**Задача**
Повторите без изменений строки с самого начала и до строки, содержащей «box: [196, 550, 276, 573]», включая обе границы. Изображения в ответ не включайте.

**Входные данные**

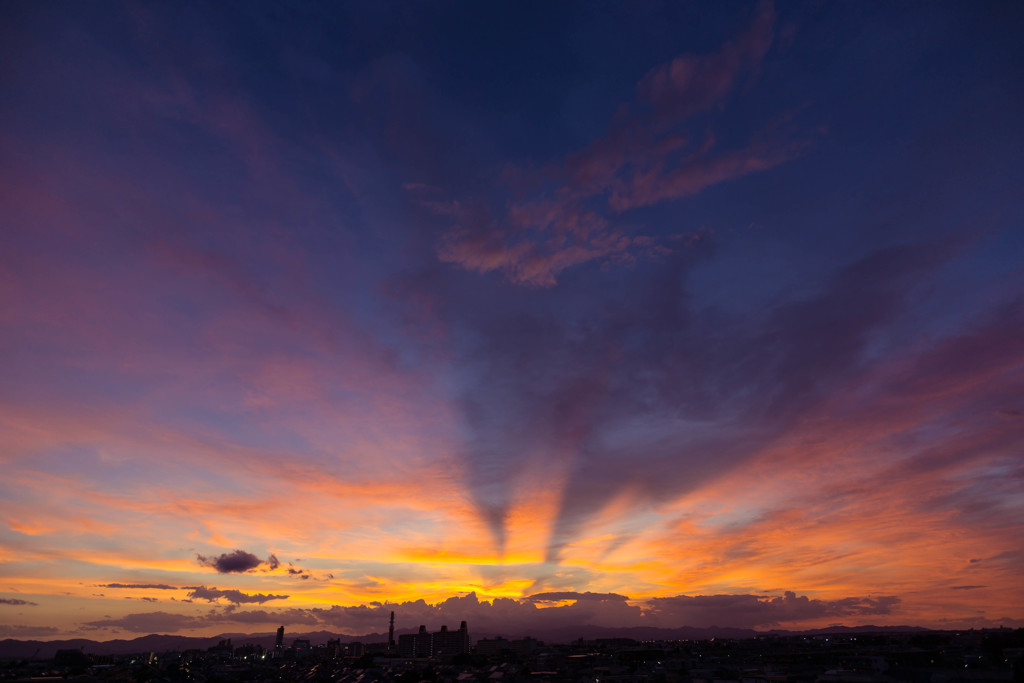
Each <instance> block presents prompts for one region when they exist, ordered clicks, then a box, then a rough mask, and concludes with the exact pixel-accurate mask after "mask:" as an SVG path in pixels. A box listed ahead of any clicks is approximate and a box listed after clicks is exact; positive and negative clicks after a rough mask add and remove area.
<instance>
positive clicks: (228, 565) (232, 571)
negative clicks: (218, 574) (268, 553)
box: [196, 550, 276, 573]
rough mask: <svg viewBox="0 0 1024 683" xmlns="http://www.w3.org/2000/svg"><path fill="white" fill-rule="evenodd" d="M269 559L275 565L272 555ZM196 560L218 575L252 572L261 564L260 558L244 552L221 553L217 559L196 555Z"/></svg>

**Ответ**
Each <instance> block presents prompts for one region when they exist, ordered clicks, then a box, then a rough mask, and concludes with the exact pixel-accurate mask after "mask:" as an SVG path in pixels. A box listed ahead of any clicks is approximate and a box listed after clicks is exact; positive and negative clicks after a rough mask add and remove area.
<instance>
positive clicks: (228, 565) (232, 571)
negative clicks: (218, 574) (268, 553)
box: [196, 550, 276, 573]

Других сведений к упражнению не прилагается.